(Contour annotation records)
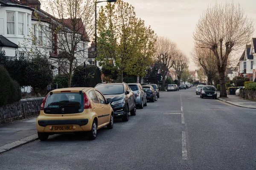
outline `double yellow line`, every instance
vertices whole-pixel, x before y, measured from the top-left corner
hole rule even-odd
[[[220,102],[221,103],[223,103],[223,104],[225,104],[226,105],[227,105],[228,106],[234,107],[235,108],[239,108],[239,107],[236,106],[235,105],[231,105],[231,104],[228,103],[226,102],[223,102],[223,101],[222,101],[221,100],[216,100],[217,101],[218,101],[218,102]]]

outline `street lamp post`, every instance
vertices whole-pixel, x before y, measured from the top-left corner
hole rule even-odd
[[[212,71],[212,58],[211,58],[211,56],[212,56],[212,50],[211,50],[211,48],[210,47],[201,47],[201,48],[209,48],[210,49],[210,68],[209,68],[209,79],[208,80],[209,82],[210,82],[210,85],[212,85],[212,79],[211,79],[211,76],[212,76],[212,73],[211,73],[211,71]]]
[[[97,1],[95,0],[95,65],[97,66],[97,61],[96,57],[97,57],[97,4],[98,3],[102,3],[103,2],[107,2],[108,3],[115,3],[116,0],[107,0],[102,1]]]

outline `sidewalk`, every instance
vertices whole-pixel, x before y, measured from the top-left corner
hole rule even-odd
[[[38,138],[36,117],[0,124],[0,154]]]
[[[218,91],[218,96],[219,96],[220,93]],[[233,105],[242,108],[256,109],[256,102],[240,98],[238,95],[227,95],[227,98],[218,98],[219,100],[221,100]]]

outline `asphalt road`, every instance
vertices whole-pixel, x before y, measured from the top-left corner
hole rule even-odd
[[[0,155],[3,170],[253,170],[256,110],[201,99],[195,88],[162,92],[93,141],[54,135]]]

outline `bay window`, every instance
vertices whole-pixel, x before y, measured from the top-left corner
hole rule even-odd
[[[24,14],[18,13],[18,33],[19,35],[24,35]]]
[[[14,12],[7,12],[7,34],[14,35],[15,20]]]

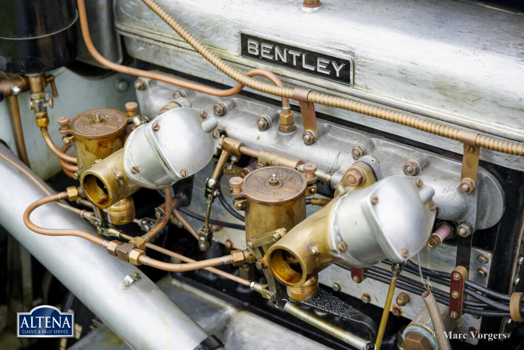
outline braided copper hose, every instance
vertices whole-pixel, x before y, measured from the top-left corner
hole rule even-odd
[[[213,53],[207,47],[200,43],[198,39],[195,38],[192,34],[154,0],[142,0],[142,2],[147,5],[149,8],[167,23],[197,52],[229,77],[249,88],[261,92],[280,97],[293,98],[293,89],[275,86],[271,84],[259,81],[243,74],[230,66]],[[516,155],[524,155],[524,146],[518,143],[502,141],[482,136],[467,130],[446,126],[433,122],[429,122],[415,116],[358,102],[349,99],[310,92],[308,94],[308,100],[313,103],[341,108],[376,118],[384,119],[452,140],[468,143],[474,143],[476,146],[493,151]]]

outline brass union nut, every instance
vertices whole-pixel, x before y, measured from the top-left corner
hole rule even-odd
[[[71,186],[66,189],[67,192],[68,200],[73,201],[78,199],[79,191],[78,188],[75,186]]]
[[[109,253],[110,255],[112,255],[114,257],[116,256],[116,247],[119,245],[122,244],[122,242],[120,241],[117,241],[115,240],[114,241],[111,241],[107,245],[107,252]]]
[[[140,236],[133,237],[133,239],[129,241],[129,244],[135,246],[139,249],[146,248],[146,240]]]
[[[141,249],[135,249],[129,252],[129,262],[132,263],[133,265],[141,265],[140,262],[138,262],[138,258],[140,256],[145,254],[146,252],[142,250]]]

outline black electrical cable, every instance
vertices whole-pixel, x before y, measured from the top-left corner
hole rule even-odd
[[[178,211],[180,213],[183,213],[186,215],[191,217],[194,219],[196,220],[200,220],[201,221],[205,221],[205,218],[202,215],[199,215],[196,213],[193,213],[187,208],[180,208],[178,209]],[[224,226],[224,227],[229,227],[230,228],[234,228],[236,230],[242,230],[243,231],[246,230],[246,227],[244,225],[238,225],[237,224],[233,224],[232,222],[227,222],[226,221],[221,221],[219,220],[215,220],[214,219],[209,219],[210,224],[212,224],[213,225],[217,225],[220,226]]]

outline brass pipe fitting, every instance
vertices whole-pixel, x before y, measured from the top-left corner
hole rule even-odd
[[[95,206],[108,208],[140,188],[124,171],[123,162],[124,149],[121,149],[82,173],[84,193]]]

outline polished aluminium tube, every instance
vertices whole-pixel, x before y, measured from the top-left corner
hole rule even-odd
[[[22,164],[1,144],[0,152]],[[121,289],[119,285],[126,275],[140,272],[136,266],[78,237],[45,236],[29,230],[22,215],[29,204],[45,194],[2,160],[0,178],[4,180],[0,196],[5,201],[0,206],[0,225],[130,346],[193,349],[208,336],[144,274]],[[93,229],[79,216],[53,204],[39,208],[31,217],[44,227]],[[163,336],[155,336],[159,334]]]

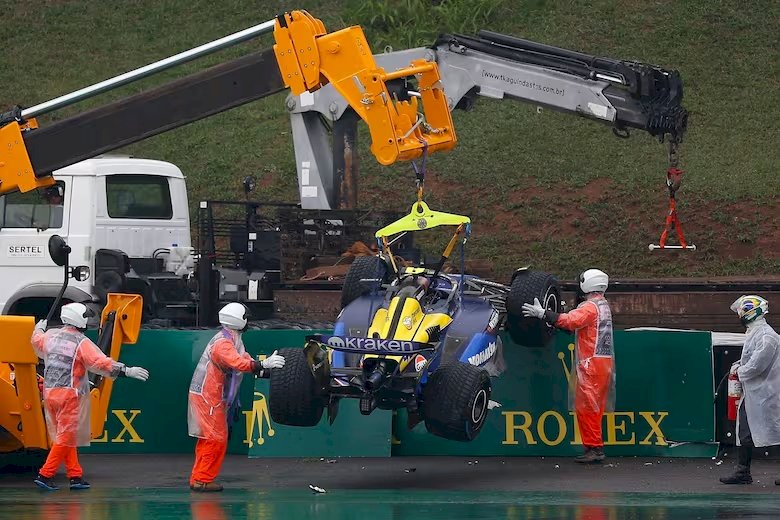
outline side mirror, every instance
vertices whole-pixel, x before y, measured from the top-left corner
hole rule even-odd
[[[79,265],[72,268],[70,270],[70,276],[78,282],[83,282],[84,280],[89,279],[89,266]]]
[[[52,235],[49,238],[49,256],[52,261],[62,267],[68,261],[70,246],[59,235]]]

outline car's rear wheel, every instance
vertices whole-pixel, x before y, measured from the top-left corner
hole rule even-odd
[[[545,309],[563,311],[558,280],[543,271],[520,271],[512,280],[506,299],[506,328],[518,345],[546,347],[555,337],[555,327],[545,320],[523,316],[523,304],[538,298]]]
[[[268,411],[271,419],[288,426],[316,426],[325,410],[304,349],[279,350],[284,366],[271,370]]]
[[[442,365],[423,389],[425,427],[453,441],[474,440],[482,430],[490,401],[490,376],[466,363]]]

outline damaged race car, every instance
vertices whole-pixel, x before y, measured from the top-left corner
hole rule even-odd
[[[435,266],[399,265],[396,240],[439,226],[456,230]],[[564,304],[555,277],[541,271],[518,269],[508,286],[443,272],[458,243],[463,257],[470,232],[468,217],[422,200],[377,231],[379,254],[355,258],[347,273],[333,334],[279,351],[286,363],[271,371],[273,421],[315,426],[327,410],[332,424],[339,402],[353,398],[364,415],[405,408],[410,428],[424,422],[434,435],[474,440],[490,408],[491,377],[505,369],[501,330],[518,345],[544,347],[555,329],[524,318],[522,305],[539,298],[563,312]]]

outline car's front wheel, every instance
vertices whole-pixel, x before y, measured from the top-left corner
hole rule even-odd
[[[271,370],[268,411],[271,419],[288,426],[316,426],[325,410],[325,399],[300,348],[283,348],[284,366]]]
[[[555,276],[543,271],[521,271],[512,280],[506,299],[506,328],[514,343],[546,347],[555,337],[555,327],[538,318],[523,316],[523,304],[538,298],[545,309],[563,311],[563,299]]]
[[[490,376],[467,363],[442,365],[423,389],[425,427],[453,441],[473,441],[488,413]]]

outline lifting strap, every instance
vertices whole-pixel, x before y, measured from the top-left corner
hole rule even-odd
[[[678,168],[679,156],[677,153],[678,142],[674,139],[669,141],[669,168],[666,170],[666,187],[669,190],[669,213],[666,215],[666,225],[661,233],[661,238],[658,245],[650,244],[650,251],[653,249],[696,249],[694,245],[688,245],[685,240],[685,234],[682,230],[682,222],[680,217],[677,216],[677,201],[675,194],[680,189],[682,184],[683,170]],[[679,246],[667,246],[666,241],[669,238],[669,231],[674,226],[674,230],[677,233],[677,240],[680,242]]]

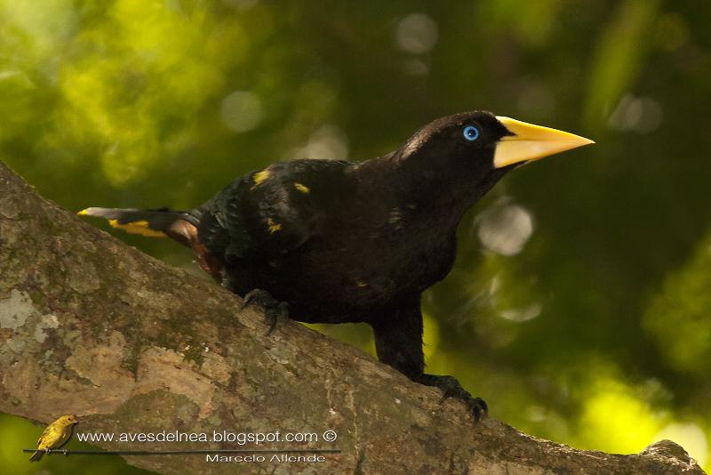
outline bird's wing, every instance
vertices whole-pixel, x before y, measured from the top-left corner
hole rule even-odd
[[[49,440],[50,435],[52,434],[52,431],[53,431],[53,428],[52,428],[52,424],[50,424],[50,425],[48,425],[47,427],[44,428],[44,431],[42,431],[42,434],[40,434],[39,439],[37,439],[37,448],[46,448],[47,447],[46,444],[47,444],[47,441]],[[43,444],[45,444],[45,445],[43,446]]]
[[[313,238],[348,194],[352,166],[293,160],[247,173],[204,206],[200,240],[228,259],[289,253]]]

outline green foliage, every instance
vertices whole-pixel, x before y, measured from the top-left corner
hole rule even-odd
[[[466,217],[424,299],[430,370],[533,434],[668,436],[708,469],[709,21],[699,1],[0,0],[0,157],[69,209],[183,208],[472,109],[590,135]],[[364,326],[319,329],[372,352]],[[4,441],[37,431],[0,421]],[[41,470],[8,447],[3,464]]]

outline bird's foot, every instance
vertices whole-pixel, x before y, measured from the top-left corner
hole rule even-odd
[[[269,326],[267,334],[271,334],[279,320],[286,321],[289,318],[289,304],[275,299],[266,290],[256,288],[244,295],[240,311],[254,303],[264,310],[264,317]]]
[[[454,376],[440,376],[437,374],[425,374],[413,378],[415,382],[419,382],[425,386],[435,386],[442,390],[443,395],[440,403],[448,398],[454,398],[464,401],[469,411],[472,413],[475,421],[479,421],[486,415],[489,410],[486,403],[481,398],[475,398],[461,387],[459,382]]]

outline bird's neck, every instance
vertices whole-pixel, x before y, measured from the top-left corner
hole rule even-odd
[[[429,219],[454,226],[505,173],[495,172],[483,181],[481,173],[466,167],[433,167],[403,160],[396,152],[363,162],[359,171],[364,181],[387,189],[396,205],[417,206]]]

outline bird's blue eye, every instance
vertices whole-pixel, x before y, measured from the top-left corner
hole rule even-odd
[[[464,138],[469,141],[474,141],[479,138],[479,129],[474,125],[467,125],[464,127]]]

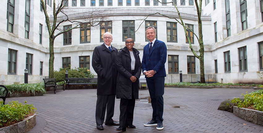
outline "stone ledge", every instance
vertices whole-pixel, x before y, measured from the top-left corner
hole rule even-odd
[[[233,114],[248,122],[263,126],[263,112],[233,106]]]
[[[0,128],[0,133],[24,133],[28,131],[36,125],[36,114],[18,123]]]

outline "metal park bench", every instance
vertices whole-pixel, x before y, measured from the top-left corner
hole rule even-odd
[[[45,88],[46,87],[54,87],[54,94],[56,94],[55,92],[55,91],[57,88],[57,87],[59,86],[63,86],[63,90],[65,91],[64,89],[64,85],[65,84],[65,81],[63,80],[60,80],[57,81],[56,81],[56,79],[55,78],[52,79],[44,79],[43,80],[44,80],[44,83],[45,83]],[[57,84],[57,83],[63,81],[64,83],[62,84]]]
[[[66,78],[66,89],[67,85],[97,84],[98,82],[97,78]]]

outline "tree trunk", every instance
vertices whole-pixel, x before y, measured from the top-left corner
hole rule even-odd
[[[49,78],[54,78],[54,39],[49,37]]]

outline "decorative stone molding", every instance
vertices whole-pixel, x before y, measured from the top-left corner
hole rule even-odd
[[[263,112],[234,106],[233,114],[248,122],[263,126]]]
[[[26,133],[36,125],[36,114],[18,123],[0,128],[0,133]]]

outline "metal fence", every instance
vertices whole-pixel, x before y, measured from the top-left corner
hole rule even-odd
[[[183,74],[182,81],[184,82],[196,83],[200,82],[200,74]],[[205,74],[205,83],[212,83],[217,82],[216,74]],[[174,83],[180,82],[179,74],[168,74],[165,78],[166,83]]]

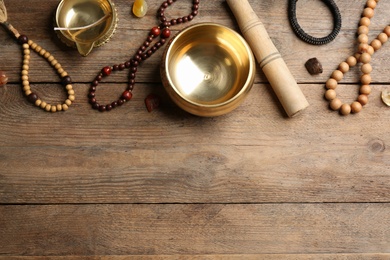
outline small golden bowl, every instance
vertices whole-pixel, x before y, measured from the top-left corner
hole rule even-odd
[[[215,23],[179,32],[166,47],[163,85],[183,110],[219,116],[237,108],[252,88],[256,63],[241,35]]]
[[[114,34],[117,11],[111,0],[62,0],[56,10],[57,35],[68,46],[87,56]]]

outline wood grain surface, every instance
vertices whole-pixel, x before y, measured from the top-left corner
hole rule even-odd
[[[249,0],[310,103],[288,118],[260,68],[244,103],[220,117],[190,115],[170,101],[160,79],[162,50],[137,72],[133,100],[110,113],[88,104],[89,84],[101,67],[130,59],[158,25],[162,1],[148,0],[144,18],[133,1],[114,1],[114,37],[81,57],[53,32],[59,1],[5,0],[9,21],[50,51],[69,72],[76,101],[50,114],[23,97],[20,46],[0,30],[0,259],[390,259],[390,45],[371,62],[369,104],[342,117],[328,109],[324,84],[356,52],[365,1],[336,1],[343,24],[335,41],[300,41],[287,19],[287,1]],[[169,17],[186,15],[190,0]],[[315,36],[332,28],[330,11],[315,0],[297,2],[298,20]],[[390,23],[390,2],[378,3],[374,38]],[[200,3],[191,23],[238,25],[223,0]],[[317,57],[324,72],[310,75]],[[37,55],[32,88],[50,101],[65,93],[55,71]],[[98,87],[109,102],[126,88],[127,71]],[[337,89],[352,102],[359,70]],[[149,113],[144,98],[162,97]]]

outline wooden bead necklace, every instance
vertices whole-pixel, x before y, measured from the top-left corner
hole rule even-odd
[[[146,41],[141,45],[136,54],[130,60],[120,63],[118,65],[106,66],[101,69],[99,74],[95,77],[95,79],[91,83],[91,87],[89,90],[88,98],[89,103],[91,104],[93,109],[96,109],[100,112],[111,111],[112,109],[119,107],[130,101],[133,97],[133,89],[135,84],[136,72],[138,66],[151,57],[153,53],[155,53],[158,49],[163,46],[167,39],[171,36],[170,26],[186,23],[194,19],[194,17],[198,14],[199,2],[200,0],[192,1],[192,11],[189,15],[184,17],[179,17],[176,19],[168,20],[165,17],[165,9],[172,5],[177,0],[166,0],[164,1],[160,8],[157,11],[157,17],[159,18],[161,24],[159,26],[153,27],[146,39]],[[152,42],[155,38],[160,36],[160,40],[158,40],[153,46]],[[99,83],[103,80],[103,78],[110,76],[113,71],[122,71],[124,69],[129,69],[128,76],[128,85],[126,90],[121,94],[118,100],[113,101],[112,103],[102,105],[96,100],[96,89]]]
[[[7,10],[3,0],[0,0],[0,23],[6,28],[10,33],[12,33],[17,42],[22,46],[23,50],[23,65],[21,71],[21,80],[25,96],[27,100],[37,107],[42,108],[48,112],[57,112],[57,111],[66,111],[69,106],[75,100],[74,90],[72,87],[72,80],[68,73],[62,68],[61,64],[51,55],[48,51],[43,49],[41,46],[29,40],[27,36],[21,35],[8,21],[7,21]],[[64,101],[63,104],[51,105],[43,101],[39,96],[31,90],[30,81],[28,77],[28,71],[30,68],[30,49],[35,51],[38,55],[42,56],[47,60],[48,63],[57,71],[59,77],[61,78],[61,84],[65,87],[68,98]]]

WHAT NEEDS TO BE DONE.
Show each line of the material above that contains the word "bird".

EXERCISE ANSWER.
outline bird's wing, every instance
outline bird's foot, every instance
outline bird's neck, every instance
outline bird's blue eye, every instance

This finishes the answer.